■ **Requirement 1**
From the job-seeking thread, list every tool named in the sentence that begins "Some of my tools include".

# Start of Text section

I'm an experienced devops and automation engineer with expertise in cloudops,
build pipelines and hybrid cloud/COLO environments. I can help you move to the
cloud, or just offload some of your capacity there.

I also work on cost mitigation and process automation to free your engineers
up from tedious repetitive tasks. Some of my tools include Jenkins/TravisCI,
Docker, Puppet/Chef/Salt etc....

I'd love to chat and see what I can do to help make your developers more
efficient and increase the reliability of your services.

EMAIL: caleb@startopsgroup.com

------
cshipley
SEEKING WORK :: REMOTE :: Portland, Oregon

I am the Salty Dog: a sturdy, weather beaten crew member who stands at the
prow of your ship, guiding you safely through the rocks.

Full Stack Mobile Development, Design, Coding, QA, Back-end. Java, C#,
Objective-C, Xamarin, C/C++, Azure, AWS. 20+ years experience, 7 years mobile
development.

Better outcomes through communication, risk management, and experience.

saltydogtechnology.com/blog
[https://www.linkedin.com/in/curtisshipleyandroidios/](https://www.linkedin.com/in/curtisshipleyandroidios/)

------
cody_taylor
SEEKING WORK: Remote, Thunder Bay, Ontario, Canada

LinkedIn:
[https://www.linkedin.com/in/codytaylor1234](https://www.linkedin.com/in/codytaylor1234)

I'm a full stack developer with a computer science degree and over 9 years of
experience.

I'm strongest with C# and anything PHP.

Other technologies that I have worked with in the past are: Angular, Laravel,
Jquery, .NET MVC 5, Wordpress, Drupal, Python, Postgres, MS SQL, Android apps
and more.

I'm also very competent with VMware, Hyper-V, and general Linux and Windows
server administration.

Contact me at cody@parallelsolution.ca

------
fimdomeio
SEEKING WORK - Lisbon, Portugal, Remote only.

Comunication Designer by training, coder because I've been doing it forever
both as a hobby and professionally.

Most of my clients came mostly from cultural / sustainability / social
responsability areas.

I mostly work with php and vuejs and rest (or rest inspired) apis. I've pretty
much got fullstack skills.

# End of Text section

■ **Requirement 2**
Lay out everything in the entries from their very first line down to the line containing "left=471, top=269, right=576, bottom=340", both included, as a Markdown table with the columns Row and Line. Leave out blank lines.

# Start of Raw records

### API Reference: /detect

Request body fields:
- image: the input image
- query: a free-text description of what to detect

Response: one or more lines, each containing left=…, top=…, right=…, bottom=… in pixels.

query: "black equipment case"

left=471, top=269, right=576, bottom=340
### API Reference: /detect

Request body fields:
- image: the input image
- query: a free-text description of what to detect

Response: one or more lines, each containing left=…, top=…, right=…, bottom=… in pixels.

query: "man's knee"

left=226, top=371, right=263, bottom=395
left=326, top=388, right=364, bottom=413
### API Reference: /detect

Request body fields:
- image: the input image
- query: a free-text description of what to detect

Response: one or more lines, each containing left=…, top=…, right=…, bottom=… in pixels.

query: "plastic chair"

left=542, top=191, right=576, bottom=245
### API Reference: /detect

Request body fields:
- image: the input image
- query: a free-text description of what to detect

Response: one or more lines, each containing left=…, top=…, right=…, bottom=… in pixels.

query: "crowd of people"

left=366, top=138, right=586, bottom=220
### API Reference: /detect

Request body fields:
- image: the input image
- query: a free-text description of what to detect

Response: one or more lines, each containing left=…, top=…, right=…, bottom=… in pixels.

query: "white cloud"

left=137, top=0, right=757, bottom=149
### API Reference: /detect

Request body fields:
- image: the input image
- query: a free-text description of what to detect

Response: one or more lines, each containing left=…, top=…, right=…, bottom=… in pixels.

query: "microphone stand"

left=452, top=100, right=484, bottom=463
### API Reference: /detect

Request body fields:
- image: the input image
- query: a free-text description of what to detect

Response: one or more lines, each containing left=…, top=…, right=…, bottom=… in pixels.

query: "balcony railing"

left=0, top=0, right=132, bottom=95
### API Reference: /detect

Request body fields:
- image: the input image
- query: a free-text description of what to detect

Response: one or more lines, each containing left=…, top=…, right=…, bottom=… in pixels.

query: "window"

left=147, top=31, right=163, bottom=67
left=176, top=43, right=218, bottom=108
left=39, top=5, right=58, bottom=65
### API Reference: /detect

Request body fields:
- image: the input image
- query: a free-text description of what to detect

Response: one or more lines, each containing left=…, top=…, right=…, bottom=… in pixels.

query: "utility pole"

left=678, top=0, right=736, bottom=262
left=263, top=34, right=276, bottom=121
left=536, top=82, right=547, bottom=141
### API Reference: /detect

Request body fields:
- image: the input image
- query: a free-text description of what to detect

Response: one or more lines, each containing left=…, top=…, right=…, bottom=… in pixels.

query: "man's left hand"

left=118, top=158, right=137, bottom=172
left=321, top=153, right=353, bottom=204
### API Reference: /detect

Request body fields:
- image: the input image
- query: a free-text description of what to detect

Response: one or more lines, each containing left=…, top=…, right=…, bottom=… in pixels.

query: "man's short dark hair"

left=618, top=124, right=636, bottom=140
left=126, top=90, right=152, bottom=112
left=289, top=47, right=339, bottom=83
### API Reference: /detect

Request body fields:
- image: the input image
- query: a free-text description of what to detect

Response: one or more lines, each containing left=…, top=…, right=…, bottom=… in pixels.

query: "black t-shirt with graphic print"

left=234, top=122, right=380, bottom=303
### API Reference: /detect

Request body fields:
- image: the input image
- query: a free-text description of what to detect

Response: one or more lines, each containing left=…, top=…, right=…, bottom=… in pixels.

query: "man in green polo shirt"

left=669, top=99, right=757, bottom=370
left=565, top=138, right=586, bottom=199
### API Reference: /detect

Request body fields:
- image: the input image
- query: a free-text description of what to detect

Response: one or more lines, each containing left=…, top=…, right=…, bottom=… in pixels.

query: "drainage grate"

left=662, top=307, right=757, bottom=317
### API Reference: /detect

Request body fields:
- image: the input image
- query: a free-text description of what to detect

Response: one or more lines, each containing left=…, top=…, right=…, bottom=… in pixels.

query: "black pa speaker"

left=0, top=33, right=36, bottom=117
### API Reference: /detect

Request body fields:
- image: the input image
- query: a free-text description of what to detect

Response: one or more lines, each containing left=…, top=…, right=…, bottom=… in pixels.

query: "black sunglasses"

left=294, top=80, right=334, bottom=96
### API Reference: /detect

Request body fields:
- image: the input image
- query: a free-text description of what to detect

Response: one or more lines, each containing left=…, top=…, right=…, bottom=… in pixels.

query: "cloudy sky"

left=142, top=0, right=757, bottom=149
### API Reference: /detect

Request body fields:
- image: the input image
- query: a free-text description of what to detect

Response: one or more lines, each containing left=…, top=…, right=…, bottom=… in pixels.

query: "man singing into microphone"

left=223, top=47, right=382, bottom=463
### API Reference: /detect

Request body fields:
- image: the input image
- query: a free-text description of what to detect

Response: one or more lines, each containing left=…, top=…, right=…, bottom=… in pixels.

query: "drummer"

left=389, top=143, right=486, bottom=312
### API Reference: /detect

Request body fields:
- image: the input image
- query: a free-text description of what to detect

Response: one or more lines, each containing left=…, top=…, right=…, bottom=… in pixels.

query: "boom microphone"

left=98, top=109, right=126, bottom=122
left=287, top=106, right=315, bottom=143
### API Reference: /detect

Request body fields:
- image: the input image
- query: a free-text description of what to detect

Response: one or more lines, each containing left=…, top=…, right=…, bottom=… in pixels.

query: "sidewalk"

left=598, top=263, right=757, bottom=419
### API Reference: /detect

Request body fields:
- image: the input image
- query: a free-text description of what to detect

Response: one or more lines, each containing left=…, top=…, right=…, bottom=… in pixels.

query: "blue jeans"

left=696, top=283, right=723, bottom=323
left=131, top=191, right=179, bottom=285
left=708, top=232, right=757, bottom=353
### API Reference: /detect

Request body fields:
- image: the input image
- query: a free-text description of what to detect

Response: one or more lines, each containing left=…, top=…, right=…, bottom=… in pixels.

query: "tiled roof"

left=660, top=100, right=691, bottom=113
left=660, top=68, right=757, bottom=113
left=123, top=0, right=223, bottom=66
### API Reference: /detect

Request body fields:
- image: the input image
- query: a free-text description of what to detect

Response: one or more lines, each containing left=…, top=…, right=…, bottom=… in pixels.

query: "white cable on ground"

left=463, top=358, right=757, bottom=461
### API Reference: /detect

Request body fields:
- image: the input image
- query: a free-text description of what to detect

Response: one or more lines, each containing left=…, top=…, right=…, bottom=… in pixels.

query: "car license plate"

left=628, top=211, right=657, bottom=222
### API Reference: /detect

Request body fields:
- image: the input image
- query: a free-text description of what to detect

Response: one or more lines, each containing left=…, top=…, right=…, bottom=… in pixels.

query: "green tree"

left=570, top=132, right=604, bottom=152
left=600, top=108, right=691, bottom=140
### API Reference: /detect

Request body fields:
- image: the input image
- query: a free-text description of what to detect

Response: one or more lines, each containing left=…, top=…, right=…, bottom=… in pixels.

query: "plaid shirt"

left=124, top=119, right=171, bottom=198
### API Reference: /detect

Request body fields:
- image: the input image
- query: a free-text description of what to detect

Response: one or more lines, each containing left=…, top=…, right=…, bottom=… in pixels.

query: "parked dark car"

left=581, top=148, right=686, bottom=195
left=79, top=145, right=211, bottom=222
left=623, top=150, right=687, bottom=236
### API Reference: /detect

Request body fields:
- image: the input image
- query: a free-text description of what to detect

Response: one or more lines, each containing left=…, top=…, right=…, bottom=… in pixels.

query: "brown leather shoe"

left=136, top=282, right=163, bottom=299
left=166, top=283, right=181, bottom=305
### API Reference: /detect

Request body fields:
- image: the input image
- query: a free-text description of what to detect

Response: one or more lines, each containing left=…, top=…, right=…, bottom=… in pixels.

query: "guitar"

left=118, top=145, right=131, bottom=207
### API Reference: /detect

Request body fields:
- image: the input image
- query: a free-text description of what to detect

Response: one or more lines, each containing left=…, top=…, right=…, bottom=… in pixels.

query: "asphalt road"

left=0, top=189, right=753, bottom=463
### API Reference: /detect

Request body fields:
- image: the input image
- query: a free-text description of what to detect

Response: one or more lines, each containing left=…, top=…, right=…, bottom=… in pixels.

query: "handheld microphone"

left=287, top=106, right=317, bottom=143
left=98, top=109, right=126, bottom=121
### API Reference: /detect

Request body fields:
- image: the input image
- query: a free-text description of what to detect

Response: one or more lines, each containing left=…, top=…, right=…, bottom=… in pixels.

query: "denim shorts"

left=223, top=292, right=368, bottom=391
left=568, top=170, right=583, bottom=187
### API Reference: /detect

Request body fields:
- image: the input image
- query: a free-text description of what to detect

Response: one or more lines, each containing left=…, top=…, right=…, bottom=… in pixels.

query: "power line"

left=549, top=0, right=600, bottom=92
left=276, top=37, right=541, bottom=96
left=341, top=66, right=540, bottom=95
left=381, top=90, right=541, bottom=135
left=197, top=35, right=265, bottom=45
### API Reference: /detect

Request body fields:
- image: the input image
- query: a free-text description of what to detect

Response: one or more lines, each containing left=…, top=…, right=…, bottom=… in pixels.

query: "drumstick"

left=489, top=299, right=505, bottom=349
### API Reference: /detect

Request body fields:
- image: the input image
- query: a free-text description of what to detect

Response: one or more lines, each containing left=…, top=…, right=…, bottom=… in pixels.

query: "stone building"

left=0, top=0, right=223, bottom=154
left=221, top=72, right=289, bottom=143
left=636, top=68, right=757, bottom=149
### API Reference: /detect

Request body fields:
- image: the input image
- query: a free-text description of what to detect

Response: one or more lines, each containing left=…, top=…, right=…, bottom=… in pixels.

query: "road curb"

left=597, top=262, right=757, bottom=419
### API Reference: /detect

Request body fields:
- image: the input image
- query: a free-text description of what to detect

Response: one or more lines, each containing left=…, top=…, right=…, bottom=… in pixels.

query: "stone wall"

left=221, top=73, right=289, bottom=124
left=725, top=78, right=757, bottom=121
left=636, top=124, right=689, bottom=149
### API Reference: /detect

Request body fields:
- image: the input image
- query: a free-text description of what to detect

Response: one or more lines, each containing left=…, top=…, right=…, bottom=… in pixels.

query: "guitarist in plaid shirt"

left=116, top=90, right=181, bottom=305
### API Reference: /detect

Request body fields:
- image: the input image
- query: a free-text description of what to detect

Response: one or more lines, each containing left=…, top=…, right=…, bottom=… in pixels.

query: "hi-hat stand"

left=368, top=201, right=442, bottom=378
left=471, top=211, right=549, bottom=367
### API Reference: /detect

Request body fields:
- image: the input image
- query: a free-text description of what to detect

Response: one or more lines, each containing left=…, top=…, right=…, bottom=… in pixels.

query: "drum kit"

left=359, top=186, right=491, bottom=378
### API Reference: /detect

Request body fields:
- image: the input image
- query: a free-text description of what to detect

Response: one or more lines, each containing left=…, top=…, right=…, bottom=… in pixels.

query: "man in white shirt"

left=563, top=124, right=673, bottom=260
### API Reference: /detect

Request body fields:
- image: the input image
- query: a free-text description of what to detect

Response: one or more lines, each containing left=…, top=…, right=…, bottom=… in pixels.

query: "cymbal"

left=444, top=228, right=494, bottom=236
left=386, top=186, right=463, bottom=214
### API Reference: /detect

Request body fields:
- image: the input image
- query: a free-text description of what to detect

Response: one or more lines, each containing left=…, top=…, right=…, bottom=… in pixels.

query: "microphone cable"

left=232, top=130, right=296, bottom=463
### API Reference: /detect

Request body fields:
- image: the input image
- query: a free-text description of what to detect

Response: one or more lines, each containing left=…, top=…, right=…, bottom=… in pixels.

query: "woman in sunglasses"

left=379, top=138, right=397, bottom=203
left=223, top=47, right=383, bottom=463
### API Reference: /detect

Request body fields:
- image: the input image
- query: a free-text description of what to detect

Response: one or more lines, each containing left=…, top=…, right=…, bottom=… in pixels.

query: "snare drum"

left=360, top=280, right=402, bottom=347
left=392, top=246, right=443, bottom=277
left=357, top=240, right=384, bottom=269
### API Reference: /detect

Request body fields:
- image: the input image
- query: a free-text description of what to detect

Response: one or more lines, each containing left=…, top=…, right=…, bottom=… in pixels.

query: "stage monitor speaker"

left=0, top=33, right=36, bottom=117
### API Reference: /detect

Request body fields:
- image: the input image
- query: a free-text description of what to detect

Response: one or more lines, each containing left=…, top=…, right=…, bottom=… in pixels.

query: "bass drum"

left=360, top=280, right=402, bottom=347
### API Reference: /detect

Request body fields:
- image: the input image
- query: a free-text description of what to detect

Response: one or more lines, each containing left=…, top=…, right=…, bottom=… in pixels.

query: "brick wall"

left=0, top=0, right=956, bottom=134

# End of Raw records

■ **Worked answer 1**
- Jenkins
- TravisCI
- Docker
- Puppet
- Chef
- Salt

■ **Worked answer 2**
| Row | Line |
|---|---|
| 1 | ### API Reference: /detect |
| 2 | Request body fields: |
| 3 | - image: the input image |
| 4 | - query: a free-text description of what to detect |
| 5 | Response: one or more lines, each containing left=…, top=…, right=…, bottom=… in pixels. |
| 6 | query: "black equipment case" |
| 7 | left=471, top=269, right=576, bottom=340 |